Take the line that contains "If you could drop a marker on the rocky cliff" as the first line and the last line of the material below as the final one; reproduce exactly the lines between, inclusive.

(Point annotations for photos)
━━━━━━━━━━

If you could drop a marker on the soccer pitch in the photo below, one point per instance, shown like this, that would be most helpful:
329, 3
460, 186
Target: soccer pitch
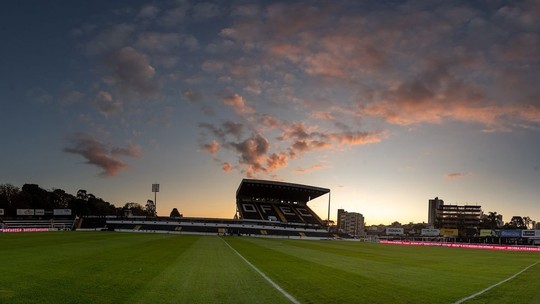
108, 267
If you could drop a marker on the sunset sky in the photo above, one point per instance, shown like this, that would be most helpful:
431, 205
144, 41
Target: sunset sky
386, 103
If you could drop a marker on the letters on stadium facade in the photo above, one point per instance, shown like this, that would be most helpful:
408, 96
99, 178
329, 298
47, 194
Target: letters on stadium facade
449, 232
530, 233
25, 211
511, 233
431, 232
394, 231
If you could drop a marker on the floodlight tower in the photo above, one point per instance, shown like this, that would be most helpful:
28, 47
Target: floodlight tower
155, 189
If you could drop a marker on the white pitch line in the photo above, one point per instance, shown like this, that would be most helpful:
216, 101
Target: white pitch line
496, 284
276, 286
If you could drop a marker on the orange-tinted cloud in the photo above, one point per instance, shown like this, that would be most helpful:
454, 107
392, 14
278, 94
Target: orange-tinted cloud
212, 147
238, 104
100, 154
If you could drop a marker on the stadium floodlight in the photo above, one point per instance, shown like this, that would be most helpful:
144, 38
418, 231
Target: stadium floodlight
155, 189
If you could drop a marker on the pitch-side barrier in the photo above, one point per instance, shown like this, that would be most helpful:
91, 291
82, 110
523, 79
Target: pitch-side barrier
460, 245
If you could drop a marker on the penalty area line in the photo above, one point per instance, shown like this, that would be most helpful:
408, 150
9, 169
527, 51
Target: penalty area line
276, 286
495, 285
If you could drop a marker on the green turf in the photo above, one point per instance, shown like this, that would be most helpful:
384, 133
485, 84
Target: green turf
105, 267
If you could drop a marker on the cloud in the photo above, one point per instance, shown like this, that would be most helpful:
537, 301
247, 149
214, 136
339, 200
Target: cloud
276, 161
227, 128
212, 147
131, 72
100, 154
106, 105
203, 11
238, 104
309, 169
226, 167
252, 153
192, 95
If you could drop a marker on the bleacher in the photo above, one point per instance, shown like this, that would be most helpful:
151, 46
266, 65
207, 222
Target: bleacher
54, 223
277, 201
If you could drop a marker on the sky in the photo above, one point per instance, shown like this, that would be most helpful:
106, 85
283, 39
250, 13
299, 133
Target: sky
386, 103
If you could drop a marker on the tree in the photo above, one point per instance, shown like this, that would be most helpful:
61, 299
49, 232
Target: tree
61, 199
37, 198
9, 195
135, 209
175, 213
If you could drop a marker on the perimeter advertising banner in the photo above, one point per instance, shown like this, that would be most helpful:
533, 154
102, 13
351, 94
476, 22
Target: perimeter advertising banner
449, 232
25, 211
530, 233
62, 211
431, 232
394, 231
511, 233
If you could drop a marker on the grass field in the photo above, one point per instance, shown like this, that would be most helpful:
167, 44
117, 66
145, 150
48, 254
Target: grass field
103, 267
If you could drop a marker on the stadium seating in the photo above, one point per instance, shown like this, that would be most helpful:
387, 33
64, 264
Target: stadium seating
60, 224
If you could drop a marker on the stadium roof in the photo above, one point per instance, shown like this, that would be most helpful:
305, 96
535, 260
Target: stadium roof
255, 188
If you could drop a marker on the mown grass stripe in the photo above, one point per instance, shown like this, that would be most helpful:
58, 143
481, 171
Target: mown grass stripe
276, 286
495, 285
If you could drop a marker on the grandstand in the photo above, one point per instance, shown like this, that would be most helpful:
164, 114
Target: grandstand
264, 208
278, 201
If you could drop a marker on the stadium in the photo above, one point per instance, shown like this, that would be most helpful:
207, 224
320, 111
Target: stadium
291, 257
264, 208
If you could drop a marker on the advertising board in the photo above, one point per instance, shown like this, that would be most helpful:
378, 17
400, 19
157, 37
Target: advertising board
431, 232
25, 211
62, 211
510, 233
394, 231
487, 232
530, 233
449, 232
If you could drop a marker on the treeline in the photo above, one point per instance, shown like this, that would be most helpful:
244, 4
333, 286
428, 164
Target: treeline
31, 196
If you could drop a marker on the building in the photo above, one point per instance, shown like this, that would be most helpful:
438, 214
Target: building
433, 205
350, 222
464, 218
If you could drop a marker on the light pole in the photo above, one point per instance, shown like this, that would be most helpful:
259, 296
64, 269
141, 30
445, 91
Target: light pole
155, 189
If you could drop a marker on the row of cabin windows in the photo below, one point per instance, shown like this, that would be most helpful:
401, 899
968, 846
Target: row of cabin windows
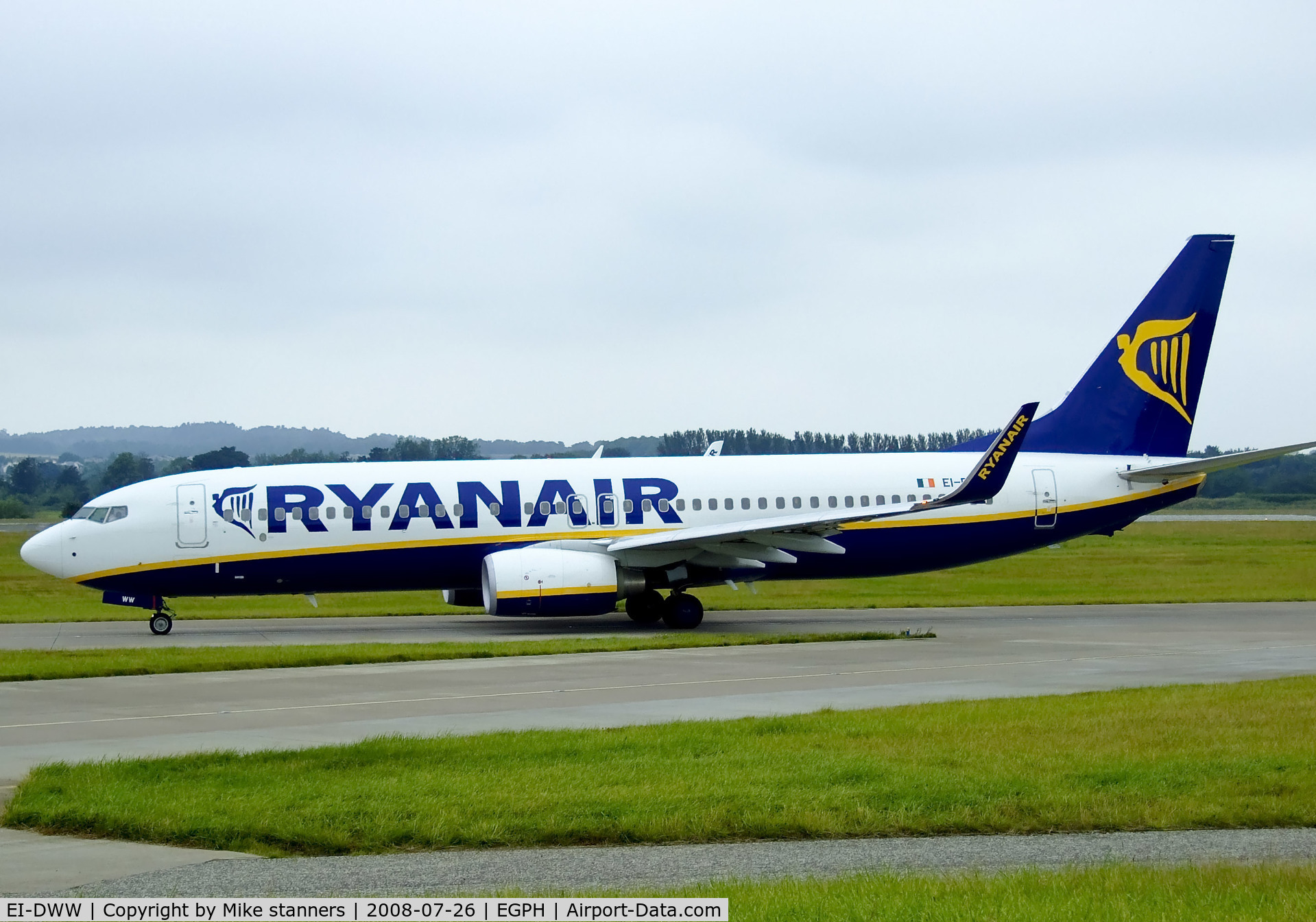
101, 514
558, 508
815, 502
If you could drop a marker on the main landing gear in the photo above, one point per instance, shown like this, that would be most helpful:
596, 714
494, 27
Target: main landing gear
162, 622
680, 610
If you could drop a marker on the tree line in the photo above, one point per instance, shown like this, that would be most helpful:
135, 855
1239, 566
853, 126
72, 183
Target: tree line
752, 442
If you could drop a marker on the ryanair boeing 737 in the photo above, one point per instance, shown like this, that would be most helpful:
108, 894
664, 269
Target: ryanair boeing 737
577, 536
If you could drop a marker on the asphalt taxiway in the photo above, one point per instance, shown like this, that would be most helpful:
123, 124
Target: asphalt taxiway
977, 654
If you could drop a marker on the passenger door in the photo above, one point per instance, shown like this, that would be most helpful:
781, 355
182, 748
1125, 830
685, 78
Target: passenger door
1048, 501
191, 515
578, 511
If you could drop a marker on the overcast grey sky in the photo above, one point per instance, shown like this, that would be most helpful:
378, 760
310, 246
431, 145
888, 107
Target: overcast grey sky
553, 220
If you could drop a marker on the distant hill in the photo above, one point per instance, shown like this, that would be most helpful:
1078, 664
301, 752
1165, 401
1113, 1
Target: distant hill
171, 442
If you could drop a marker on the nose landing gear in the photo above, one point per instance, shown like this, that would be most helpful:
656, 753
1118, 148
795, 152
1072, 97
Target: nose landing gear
162, 622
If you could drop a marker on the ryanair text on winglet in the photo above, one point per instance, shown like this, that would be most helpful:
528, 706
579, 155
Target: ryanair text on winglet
1002, 447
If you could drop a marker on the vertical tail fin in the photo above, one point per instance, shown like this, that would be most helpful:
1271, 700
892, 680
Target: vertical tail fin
1140, 395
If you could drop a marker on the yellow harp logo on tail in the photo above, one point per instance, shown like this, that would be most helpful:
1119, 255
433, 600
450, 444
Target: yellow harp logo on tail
1167, 356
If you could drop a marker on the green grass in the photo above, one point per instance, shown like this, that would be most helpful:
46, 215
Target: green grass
1168, 757
1112, 893
17, 665
1171, 561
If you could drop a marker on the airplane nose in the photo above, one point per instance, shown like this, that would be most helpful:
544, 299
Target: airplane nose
44, 552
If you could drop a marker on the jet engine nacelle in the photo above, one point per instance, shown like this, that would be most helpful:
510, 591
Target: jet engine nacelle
548, 581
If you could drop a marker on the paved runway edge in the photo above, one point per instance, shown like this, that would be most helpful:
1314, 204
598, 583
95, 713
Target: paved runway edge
645, 868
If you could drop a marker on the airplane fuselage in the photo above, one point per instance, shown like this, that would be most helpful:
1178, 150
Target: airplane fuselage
428, 525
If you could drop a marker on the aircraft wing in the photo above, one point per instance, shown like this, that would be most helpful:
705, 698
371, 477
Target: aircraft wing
1169, 472
753, 543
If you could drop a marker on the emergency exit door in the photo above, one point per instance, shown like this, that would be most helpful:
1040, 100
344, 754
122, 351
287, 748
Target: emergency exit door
191, 515
1048, 501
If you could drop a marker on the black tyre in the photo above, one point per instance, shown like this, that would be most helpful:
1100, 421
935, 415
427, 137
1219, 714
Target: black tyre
682, 611
647, 608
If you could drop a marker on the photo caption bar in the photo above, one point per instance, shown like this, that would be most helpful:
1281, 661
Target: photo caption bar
358, 909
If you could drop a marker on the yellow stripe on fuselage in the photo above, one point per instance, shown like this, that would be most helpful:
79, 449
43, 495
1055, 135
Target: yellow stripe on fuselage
561, 591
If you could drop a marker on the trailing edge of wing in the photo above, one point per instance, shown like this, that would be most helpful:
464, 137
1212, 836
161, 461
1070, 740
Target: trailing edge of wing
1206, 465
983, 482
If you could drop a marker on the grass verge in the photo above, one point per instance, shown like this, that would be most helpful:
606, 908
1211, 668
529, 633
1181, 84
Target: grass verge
1165, 561
19, 665
1168, 757
1115, 893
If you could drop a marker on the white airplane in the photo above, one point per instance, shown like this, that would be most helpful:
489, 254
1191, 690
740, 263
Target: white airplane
568, 536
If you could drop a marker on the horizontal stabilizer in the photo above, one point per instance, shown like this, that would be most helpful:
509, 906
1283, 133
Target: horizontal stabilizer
1169, 472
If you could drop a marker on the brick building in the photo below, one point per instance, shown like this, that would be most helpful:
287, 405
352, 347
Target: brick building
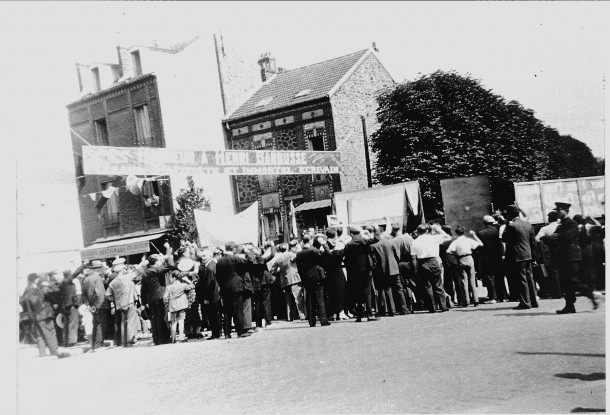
174, 97
326, 106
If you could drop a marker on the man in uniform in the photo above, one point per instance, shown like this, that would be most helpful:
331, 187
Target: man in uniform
569, 255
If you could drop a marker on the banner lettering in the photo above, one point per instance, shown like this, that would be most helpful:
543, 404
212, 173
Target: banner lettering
103, 160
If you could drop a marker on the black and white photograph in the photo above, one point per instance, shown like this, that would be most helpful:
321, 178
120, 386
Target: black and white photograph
256, 207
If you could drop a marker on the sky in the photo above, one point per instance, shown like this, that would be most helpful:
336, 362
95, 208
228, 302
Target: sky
550, 56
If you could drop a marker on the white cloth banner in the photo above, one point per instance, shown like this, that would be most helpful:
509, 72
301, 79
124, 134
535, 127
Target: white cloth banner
216, 229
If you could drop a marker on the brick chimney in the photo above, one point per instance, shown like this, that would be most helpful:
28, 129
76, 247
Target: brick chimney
268, 66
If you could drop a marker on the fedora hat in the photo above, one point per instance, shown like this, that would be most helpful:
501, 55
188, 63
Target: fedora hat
186, 265
562, 206
96, 264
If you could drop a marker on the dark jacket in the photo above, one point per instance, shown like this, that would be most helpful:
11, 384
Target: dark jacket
567, 235
94, 292
207, 288
333, 261
37, 301
309, 264
520, 239
153, 285
357, 264
67, 291
230, 270
386, 257
491, 251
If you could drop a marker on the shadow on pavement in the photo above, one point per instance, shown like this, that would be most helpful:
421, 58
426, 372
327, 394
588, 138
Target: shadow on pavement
581, 376
519, 314
481, 308
565, 354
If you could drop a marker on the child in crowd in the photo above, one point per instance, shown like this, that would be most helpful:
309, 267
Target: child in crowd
176, 301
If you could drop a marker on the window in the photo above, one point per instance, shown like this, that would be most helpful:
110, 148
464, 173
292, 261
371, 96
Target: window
143, 131
112, 206
96, 79
137, 63
302, 93
264, 102
316, 143
101, 132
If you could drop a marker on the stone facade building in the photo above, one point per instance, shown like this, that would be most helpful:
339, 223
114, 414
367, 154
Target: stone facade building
174, 97
327, 106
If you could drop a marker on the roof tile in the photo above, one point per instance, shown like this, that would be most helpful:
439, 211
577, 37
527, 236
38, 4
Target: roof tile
320, 78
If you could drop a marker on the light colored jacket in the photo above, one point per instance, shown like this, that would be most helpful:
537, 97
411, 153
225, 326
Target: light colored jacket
285, 264
122, 291
176, 296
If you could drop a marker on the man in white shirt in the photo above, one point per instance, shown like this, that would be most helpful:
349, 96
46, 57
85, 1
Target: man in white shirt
426, 252
462, 248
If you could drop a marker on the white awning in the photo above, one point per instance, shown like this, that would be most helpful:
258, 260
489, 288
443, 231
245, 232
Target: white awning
318, 204
121, 247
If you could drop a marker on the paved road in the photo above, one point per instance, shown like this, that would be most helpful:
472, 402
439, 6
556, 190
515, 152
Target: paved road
489, 359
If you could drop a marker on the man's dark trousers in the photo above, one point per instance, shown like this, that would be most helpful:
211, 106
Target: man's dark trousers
233, 308
363, 296
568, 275
71, 323
213, 312
314, 297
158, 324
98, 333
521, 273
430, 276
44, 333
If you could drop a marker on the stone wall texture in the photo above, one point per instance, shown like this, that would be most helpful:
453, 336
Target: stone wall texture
355, 98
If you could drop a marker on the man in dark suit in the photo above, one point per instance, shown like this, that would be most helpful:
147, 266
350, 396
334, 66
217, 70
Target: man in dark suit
569, 256
491, 260
359, 272
153, 289
386, 257
230, 270
208, 292
520, 239
309, 263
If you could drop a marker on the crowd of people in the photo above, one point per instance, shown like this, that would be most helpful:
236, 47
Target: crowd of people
352, 272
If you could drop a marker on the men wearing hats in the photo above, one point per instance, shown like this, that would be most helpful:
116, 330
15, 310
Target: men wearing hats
230, 270
94, 296
152, 291
309, 265
491, 260
122, 292
359, 272
569, 255
520, 241
68, 306
208, 292
385, 259
36, 301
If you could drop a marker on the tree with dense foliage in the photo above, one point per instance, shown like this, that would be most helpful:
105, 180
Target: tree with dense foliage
183, 221
569, 157
446, 125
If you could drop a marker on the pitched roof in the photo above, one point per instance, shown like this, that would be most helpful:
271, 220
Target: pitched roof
318, 78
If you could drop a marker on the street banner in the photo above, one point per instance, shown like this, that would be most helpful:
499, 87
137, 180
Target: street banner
362, 207
334, 221
585, 194
216, 229
125, 161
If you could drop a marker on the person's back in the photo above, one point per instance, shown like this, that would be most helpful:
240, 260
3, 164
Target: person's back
227, 273
386, 254
357, 257
518, 236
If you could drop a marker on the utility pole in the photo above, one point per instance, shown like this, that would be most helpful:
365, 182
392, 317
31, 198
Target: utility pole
367, 158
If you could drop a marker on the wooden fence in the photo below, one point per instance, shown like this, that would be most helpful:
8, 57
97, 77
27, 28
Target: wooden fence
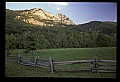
97, 65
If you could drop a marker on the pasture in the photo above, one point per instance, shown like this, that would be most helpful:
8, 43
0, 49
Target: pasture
12, 69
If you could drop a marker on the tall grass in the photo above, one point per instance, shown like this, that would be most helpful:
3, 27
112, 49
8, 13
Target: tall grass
12, 69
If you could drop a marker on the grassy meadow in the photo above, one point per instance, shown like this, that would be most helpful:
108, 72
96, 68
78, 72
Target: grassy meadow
12, 69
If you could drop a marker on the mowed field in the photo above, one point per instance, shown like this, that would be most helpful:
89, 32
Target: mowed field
12, 69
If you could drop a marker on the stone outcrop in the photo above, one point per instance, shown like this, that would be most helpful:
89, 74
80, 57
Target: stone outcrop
37, 16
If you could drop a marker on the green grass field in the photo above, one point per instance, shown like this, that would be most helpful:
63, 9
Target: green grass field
12, 69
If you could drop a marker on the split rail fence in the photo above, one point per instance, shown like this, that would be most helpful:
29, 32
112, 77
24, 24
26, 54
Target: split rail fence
97, 65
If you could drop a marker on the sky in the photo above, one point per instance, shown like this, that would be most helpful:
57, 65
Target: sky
78, 12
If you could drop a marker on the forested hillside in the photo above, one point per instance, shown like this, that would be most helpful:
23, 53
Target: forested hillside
21, 35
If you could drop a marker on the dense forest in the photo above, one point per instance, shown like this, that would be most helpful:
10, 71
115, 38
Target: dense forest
20, 35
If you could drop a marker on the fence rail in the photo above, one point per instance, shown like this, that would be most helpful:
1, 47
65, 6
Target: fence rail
97, 65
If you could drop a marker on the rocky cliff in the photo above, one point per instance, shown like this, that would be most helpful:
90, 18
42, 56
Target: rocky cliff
37, 16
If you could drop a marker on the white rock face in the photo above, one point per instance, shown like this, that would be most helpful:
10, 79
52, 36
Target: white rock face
41, 17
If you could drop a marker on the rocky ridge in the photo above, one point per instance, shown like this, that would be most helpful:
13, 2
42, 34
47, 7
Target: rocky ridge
38, 16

━━━━━━━━━━

WRITTEN SOLUTION>
If you could drop a marker on the rocky cliff in the photo above, one point per instance, shown like this, that would be most helpful:
90, 18
42, 56
Target: rocky cliff
37, 16
If you could drop a marker on the white rock face in the photo above, one point per instance, shown like this, that would be most helpful:
10, 79
52, 36
Target: white rock face
41, 17
If you could drop a marker on the rocky ridge in the photo above, one point per instance, shown like this, that would be most helpful:
13, 2
42, 34
47, 7
Target: rocky ridge
38, 16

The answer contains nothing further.